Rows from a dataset
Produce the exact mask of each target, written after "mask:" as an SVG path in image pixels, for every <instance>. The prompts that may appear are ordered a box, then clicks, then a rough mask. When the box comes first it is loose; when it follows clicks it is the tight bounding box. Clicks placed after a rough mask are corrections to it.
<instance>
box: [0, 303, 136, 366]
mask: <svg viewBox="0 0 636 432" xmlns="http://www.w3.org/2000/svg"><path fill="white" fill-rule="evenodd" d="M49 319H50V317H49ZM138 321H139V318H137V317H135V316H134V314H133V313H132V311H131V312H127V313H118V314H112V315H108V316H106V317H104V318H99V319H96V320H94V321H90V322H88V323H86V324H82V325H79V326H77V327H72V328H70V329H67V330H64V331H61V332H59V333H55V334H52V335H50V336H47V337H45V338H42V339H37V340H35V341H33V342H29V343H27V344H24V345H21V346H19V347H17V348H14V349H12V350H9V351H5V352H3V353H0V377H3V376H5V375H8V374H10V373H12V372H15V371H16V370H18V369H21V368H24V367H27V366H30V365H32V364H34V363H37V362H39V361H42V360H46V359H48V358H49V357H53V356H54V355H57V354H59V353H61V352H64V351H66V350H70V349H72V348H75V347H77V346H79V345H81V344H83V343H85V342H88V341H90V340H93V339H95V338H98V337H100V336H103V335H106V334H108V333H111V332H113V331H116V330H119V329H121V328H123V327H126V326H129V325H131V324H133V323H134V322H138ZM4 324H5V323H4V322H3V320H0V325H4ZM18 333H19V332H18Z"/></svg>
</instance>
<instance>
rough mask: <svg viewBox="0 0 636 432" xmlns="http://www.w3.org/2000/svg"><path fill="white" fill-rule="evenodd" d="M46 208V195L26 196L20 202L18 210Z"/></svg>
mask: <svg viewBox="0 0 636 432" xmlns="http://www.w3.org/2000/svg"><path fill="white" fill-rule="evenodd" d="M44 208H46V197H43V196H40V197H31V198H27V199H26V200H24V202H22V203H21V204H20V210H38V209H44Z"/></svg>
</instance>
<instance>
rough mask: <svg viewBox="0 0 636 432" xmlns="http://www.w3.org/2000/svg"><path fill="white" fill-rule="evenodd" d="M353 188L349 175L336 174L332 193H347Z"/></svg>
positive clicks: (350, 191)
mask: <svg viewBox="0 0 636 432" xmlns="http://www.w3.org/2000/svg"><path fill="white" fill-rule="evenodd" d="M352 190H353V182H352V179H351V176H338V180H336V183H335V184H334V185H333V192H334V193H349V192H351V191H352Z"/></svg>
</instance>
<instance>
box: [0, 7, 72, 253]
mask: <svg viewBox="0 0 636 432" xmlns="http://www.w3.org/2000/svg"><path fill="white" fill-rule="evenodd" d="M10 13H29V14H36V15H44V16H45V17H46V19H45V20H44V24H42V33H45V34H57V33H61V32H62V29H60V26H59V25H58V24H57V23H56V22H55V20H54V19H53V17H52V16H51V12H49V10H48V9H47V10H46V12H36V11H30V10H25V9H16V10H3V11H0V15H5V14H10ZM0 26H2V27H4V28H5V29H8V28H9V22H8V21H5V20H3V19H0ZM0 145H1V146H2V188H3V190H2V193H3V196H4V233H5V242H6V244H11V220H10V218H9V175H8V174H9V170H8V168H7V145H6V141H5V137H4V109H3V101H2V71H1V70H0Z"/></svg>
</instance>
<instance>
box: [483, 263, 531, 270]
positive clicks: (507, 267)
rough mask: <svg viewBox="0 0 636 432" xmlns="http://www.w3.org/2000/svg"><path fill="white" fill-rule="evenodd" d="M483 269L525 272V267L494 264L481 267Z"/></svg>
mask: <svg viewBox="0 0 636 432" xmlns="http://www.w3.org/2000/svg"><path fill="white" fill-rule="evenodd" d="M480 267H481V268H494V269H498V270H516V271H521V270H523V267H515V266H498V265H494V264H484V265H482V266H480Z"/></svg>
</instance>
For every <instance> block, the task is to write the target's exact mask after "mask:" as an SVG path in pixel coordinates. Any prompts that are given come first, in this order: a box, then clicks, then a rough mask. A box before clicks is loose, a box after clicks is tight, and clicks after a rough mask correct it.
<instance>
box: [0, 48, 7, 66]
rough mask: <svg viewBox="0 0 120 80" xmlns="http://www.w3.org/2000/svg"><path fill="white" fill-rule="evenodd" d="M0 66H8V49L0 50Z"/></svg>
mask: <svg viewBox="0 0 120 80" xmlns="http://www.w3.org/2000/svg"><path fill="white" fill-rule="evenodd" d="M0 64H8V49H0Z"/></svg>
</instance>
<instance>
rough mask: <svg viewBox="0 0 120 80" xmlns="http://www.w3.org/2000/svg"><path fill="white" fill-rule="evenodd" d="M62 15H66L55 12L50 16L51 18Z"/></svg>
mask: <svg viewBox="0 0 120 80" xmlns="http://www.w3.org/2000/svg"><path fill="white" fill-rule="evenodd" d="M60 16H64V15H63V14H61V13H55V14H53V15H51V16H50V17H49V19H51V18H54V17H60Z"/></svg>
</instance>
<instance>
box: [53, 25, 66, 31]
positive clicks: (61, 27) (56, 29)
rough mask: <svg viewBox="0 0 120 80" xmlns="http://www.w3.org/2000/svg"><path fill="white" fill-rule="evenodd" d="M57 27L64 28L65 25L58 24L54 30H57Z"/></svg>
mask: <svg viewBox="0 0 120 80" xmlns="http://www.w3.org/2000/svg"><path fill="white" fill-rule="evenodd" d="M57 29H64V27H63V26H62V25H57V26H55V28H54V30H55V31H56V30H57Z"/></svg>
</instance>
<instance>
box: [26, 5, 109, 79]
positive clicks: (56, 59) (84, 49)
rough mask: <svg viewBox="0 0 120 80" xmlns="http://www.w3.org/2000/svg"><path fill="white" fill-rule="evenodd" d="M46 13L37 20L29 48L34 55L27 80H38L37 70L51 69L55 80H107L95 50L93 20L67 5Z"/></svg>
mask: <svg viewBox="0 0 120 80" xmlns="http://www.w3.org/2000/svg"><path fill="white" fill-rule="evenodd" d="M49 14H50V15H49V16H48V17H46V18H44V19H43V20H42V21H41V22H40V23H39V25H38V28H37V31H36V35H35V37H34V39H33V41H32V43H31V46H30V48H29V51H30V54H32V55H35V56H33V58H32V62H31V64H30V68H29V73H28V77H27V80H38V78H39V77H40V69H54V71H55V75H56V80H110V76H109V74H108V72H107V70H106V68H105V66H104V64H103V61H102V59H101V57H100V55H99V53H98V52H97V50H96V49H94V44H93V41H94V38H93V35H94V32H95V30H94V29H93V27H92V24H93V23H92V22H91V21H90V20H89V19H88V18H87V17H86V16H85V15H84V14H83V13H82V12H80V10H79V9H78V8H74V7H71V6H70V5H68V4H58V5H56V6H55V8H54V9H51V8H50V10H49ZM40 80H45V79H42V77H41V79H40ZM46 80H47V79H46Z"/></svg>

### TASK GOAL
Return every row above unchanged, character for character.

### YOUR RESPONSE
Produce the exact mask of each target, written after "mask:" as an SVG path in image pixels, for every <instance>. The prompts that may appear are ordered a box, then clicks, then a rough mask. When the box comes first it is loose; when it follows clicks it is the tight bounding box. Clicks placed after a rough mask are corrections to it.
<instance>
box: [0, 303, 136, 366]
mask: <svg viewBox="0 0 636 432" xmlns="http://www.w3.org/2000/svg"><path fill="white" fill-rule="evenodd" d="M49 319H50V317H49ZM138 321H139V318H137V317H135V316H134V314H133V313H132V311H131V312H127V313H118V314H112V315H108V316H106V317H104V318H99V319H96V320H94V321H90V322H88V323H86V324H82V325H79V326H77V327H72V328H70V329H67V330H64V331H61V332H59V333H55V334H52V335H50V336H47V337H45V338H42V339H37V340H35V341H33V342H29V343H27V344H24V345H21V346H19V347H17V348H14V349H12V350H9V351H5V352H3V353H0V377H3V376H5V375H8V374H10V373H12V372H15V371H16V370H18V369H21V368H24V367H27V366H30V365H32V364H34V363H37V362H39V361H42V360H46V359H48V358H49V357H53V356H54V355H57V354H59V353H61V352H64V351H66V350H70V349H72V348H75V347H77V346H79V345H81V344H83V343H85V342H88V341H90V340H93V339H95V338H98V337H100V336H103V335H106V334H108V333H111V332H113V331H116V330H119V329H121V328H123V327H126V326H129V325H131V324H133V323H134V322H138ZM4 324H5V323H4V322H3V320H0V325H4ZM18 333H19V332H18Z"/></svg>
</instance>
<instance>
rough mask: <svg viewBox="0 0 636 432" xmlns="http://www.w3.org/2000/svg"><path fill="white" fill-rule="evenodd" d="M46 208V195L26 196L20 202L18 210Z"/></svg>
mask: <svg viewBox="0 0 636 432" xmlns="http://www.w3.org/2000/svg"><path fill="white" fill-rule="evenodd" d="M44 208H46V197H43V196H40V197H31V198H27V199H26V200H24V202H22V203H21V204H20V210H38V209H44Z"/></svg>
</instance>
<instance>
rough mask: <svg viewBox="0 0 636 432" xmlns="http://www.w3.org/2000/svg"><path fill="white" fill-rule="evenodd" d="M353 188L349 175L336 174L332 193H347Z"/></svg>
positive clicks: (350, 191)
mask: <svg viewBox="0 0 636 432" xmlns="http://www.w3.org/2000/svg"><path fill="white" fill-rule="evenodd" d="M352 190H353V182H352V179H351V176H338V180H336V183H335V184H334V185H333V192H334V193H349V192H351V191H352Z"/></svg>
</instance>
<instance>
box: [0, 7, 72, 253]
mask: <svg viewBox="0 0 636 432" xmlns="http://www.w3.org/2000/svg"><path fill="white" fill-rule="evenodd" d="M10 13H29V14H36V15H44V16H45V17H46V19H45V20H44V24H42V33H45V34H57V33H61V32H62V29H60V26H59V25H58V24H57V23H56V22H55V20H54V19H53V17H52V16H51V12H49V10H48V9H47V10H46V12H36V11H30V10H25V9H16V10H3V11H0V15H5V14H10ZM0 26H2V27H4V28H5V29H8V28H9V22H8V21H5V20H3V19H0ZM0 145H1V146H2V188H3V190H2V193H3V196H4V233H5V242H6V244H11V220H10V218H9V175H8V174H9V170H8V168H7V145H6V141H5V137H4V109H3V101H2V71H1V70H0Z"/></svg>
</instance>
<instance>
box: [483, 263, 531, 270]
positive clicks: (507, 267)
rough mask: <svg viewBox="0 0 636 432" xmlns="http://www.w3.org/2000/svg"><path fill="white" fill-rule="evenodd" d="M483 269L525 272V267L494 264L481 267Z"/></svg>
mask: <svg viewBox="0 0 636 432" xmlns="http://www.w3.org/2000/svg"><path fill="white" fill-rule="evenodd" d="M480 267H481V268H494V269H498V270H516V271H521V270H523V267H515V266H498V265H494V264H484V265H482V266H480Z"/></svg>
</instance>
For every <instance> block, the task is to write the target's exact mask after "mask:" as an SVG path in pixel coordinates. Any prompts that are given come first, in this order: a box, then clicks, then a rough mask. A box before clicks is loose, a box after clicks is tight, and clicks after a rough mask correct it.
<instance>
box: [0, 48, 7, 66]
rough mask: <svg viewBox="0 0 120 80" xmlns="http://www.w3.org/2000/svg"><path fill="white" fill-rule="evenodd" d="M0 66H8V49L0 50Z"/></svg>
mask: <svg viewBox="0 0 120 80" xmlns="http://www.w3.org/2000/svg"><path fill="white" fill-rule="evenodd" d="M0 64H8V49H0Z"/></svg>
</instance>
<instance>
rough mask: <svg viewBox="0 0 120 80" xmlns="http://www.w3.org/2000/svg"><path fill="white" fill-rule="evenodd" d="M62 15H66L55 12L50 16L51 18Z"/></svg>
mask: <svg viewBox="0 0 120 80" xmlns="http://www.w3.org/2000/svg"><path fill="white" fill-rule="evenodd" d="M60 16H64V15H63V14H61V13H55V14H53V15H51V16H50V17H49V19H51V18H54V17H60Z"/></svg>
</instance>
<instance>
box: [53, 25, 66, 31]
positive clicks: (61, 27) (56, 29)
rough mask: <svg viewBox="0 0 120 80" xmlns="http://www.w3.org/2000/svg"><path fill="white" fill-rule="evenodd" d="M57 27L64 28L65 25L58 24L54 30H57Z"/></svg>
mask: <svg viewBox="0 0 120 80" xmlns="http://www.w3.org/2000/svg"><path fill="white" fill-rule="evenodd" d="M57 29H64V27H63V26H62V25H57V26H55V28H54V30H55V31H56V30H57Z"/></svg>
</instance>
<instance>
box: [26, 5, 109, 79]
positive clicks: (56, 59) (84, 49)
rough mask: <svg viewBox="0 0 120 80" xmlns="http://www.w3.org/2000/svg"><path fill="white" fill-rule="evenodd" d="M46 13L37 20L29 48L34 55L27 80H38L37 70L51 69L55 80H107L95 50L93 20L67 5Z"/></svg>
mask: <svg viewBox="0 0 120 80" xmlns="http://www.w3.org/2000/svg"><path fill="white" fill-rule="evenodd" d="M49 14H50V15H49V16H48V17H46V18H44V19H43V20H42V21H41V22H40V23H39V25H38V28H37V31H36V35H35V37H34V39H33V41H32V43H31V46H30V48H29V51H30V54H32V55H35V56H33V58H32V62H31V64H30V68H29V73H28V77H27V80H38V78H39V77H40V69H54V71H55V75H56V80H110V76H109V74H108V72H107V70H106V68H105V66H104V64H103V61H102V59H101V57H100V55H99V53H98V52H97V50H96V49H94V44H93V41H94V38H93V35H94V32H95V30H94V29H93V27H92V24H93V23H92V22H91V21H90V20H89V19H88V18H87V17H86V16H85V15H84V14H83V13H82V12H80V10H79V9H78V8H74V7H71V6H70V5H68V4H58V5H56V6H55V8H54V9H51V8H50V10H49ZM40 80H45V79H42V77H41V79H40ZM46 80H47V79H46Z"/></svg>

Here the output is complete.